** BEGIN EXERCISE INPUTS **

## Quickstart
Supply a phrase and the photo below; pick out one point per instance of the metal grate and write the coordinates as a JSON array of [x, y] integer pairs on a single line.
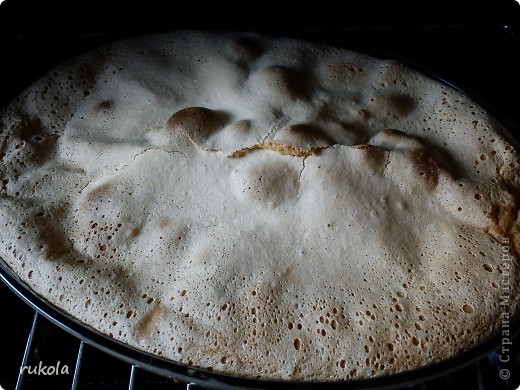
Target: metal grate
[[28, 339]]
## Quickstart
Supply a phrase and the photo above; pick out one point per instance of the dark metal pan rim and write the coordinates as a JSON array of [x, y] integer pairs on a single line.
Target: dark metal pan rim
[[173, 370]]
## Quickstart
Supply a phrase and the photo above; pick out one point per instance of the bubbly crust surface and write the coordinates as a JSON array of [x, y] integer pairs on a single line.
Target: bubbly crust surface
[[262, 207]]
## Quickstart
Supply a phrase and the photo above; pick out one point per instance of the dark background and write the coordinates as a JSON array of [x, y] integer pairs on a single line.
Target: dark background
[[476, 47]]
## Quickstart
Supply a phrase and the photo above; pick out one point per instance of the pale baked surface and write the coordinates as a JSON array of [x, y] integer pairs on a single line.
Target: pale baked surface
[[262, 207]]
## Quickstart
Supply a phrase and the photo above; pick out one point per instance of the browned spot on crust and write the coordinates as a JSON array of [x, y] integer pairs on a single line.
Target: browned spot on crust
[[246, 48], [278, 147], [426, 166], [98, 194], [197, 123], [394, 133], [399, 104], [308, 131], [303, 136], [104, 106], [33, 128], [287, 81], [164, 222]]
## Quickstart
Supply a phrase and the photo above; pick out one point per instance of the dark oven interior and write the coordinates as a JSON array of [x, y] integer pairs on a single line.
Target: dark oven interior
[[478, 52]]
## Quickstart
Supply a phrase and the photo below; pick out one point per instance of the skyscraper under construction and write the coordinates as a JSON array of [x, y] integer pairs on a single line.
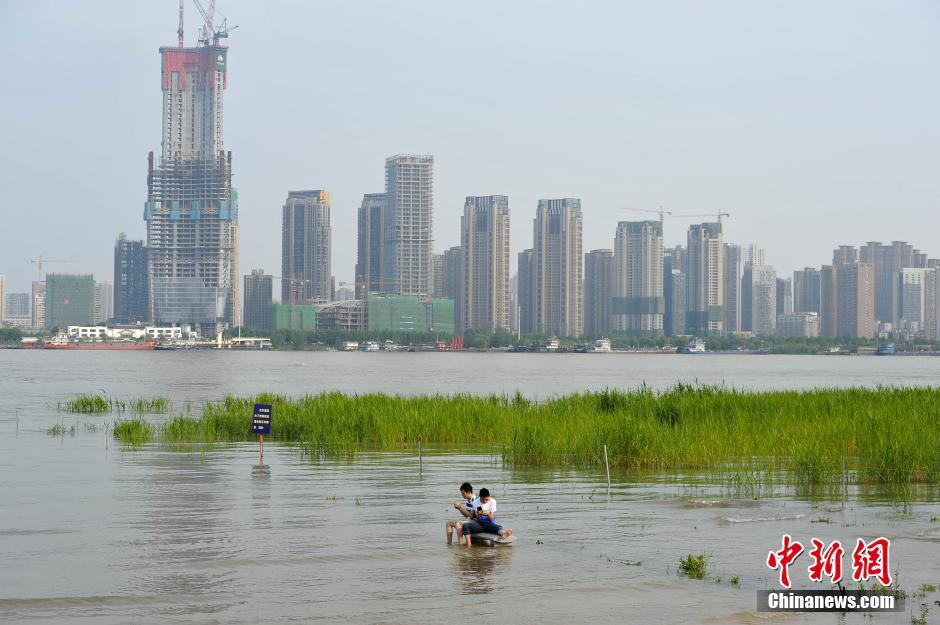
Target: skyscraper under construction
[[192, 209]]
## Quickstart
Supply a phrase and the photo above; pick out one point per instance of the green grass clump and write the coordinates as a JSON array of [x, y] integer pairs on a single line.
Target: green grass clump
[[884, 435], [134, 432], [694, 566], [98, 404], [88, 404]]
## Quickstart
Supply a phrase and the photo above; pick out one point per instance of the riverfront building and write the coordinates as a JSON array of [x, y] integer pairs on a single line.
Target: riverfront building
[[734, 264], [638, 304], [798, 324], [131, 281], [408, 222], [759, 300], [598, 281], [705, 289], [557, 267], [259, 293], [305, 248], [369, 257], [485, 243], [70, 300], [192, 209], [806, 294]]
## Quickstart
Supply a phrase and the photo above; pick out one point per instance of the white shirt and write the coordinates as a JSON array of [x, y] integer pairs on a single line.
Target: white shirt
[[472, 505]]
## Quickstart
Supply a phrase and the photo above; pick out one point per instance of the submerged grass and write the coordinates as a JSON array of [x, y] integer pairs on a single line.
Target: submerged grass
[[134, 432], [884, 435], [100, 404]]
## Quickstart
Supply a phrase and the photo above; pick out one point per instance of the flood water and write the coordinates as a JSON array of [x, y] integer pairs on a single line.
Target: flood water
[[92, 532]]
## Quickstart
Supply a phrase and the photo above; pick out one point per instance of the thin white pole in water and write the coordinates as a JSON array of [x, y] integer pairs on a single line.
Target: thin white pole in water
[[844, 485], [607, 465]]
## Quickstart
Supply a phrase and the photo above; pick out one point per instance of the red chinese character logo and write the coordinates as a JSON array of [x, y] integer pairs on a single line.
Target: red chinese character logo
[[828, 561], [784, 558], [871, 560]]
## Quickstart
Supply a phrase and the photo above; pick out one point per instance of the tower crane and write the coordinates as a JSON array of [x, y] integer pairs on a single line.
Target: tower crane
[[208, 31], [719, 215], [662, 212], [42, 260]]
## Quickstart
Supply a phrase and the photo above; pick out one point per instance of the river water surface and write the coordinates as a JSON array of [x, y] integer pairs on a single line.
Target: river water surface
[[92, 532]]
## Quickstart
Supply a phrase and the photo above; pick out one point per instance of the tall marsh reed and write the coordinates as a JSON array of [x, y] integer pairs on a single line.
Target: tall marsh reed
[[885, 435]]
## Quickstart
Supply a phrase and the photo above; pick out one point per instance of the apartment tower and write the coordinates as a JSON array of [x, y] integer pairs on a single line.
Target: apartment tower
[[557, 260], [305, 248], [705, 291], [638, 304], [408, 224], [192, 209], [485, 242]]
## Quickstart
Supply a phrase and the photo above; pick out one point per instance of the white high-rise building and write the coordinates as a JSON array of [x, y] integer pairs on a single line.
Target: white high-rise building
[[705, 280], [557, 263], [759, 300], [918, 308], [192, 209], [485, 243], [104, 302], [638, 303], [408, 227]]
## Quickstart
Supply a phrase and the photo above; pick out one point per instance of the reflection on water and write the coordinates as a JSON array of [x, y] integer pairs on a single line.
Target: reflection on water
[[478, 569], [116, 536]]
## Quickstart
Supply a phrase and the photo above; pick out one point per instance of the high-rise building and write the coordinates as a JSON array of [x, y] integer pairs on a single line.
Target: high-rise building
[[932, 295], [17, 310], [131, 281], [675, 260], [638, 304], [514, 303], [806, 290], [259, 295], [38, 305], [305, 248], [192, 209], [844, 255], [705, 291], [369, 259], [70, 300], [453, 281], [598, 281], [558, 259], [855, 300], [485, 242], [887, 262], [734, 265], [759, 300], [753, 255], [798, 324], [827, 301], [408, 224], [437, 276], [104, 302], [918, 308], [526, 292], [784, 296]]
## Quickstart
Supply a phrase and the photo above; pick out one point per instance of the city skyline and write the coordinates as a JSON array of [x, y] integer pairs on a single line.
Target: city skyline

** END EXERCISE INPUTS **

PROBLEM DETAILS: Copy every one of the records above word for word, leaving out the pictures.

EXERCISE OUTPUT:
## Quickstart
Supply a phrase and the photo below; pick out one point per instance of the metal grate and write the coordinates as a JSON array of [x, y] integer pairs on a single line.
Target: metal grate
[[28, 339]]
## Quickstart
Supply a phrase and the photo above; pick out one point per instance of the dark metal pan rim and write the coordinates as a JSON array of [x, y] integer pairs on a single line.
Target: dark metal pan rim
[[173, 370]]
## Quickstart
Supply a phrase and the photo above; pick out one point per instance of the bubbly crust surface and write the coordinates as a JSON array of [x, y] integer pairs on a single line.
Target: bubbly crust surface
[[262, 207]]
## Quickstart
Supply a phrase and the photo above; pick out one point per instance of the dark background and write the coordinates as a JSON array of [x, y] integer pairs on a single line.
Target: dark background
[[476, 47]]
## Quickstart
Supply a phrase and the photo above; pick out one point per instance of the pale baked surface and write the coordinates as a JSON array of [x, y] integer pairs on a single line.
Target: pale baked surface
[[262, 207]]
## Quickstart
Supply a phrase and the photo above; pick out one point per instance of the browned spot on crust and write the coordinates as a JSON array of [x, y] integer pairs on a single line.
Target: browned spot on crust
[[246, 48], [278, 147], [426, 166], [98, 194], [197, 123], [394, 133], [399, 104], [308, 131], [303, 136], [104, 106], [33, 128], [287, 81], [164, 222]]
## Quickstart
Supply a phrase and the photo above; pick out one point per instance of the dark oven interior and write the coordinates as a JSON array of [x, y] integer pairs on a single line.
Target: dark oven interior
[[478, 52]]
## Quickstart
Supply a phrase and the photo below; pick out one point per instance of the skyscraper under construction and write the coordinates as a JSON array of [x, y] integer pairs on a single line.
Target: skyscraper under construction
[[192, 209]]
## Quickstart
Supply a phrase and the photo above; pick out one point per instance of the green grass clump and write the coordinates as a JSON array of [x, y] integer pairs on a single line.
Target: green grass clump
[[884, 435], [134, 432], [694, 566], [98, 404], [88, 404]]
## Quickstart
Supply a phrase and the photo above; pick out one point per instance of the riverfront building and write the coordinates as a JSON array of [x, y] integer pairs on a single line.
Target: riverfront building
[[734, 264], [638, 304], [798, 324], [131, 281], [408, 222], [759, 300], [598, 281], [705, 289], [557, 267], [259, 293], [305, 248], [369, 257], [485, 243], [70, 300], [192, 209], [806, 294]]
## Quickstart
Supply a phrase and the photo above; pick out one point per instance of the white shirt and write the coordinates as a JSON array of [x, y] integer pairs on a single line.
Target: white shirt
[[472, 505]]
## Quickstart
Supply a phrase and the photo above; pick out one point per instance of the submerged grass and write the coordinates as a JSON array of [x, y] integer pairs on a single line.
Target: submerged grass
[[134, 432], [884, 435], [100, 404]]
## Quickstart
Supply a phrase and the photo above; pick out one point per instance of the flood water and write the coordinates as a JSON array of [x, y] integer pairs on a single line.
Target: flood water
[[92, 532]]
## Quickstart
Supply a phrase and the photo above; pick out one point per instance of the thin white pole in water and write the coordinates as a JSON array of [x, y] integer pairs on a single line.
Target: thin white pole in water
[[844, 485], [607, 465]]
## Quickstart
Supply a phrase and the photo above; pick out one point per instance of the red chinese character logo and write the coordinates as a JSON array of [x, y] integer pairs on a single line.
Target: red chinese character logo
[[828, 561], [784, 558], [871, 560]]
## Quickstart
Supply a phrase and the photo above; pick out one point per instance of the tower crane and write the coordinates as a JSON array of [x, y] integer pairs on a single line.
Target: tower crane
[[208, 31], [719, 215], [662, 212], [42, 260]]
## Quickstart
Supply a phrase and the photo above; pick out one point per instance of the river water surface and write the coordinates as a JSON array of [x, y] integer pairs on a single line.
Target: river water surface
[[92, 532]]
## Quickstart
Supply a phrase and the photo above; pick out one point per instance of the tall marsh reed and write the coordinates as a JSON array of [x, y] integer pairs on a single line.
Target: tall marsh reed
[[885, 435]]
## Quickstart
Supply a phrase and the photo above; pick out one point per instance of the apartment tower and write the coordinates as a JSON array of [x, y] integer pairs on a single line.
Target: apartment tower
[[557, 260], [305, 248], [705, 291], [638, 304], [408, 224], [192, 209], [485, 242]]
## Quickstart
Supply a phrase and the photo above; pick out one point per instance of the white high-rise building and write the coordinates as a JSON array of [x, y] integer pairs on a single line.
Target: white high-rise building
[[705, 280], [557, 263], [759, 300], [918, 308], [192, 209], [485, 243], [104, 302], [638, 303], [408, 227]]
## Quickstart
Supply a phrase and the photo above; pick out one point per instance of the reflection on water and write the coordinates as a JSON array of [x, y] integer pairs on a single line.
Target: reflection on water
[[478, 569], [116, 536]]
## Quickstart
Supply a phrase and the photo above; pick out one point per instance of the high-rise building and write the coordinates as a JSON array of [x, y] integer pairs on a single line.
Target: high-rise building
[[932, 295], [17, 310], [131, 281], [675, 260], [638, 304], [514, 303], [806, 290], [259, 295], [38, 305], [305, 248], [192, 209], [844, 255], [705, 291], [369, 259], [70, 300], [453, 281], [598, 281], [558, 259], [855, 300], [485, 242], [887, 262], [734, 265], [759, 300], [753, 255], [798, 324], [827, 301], [408, 224], [437, 276], [104, 302], [918, 308], [526, 292], [784, 296]]
## Quickstart
Supply a phrase and the photo above; pick out one point per instance of the city skyline and write the coordinates as a JSON array of [x, y] integer pairs on a single line.
Target: city skyline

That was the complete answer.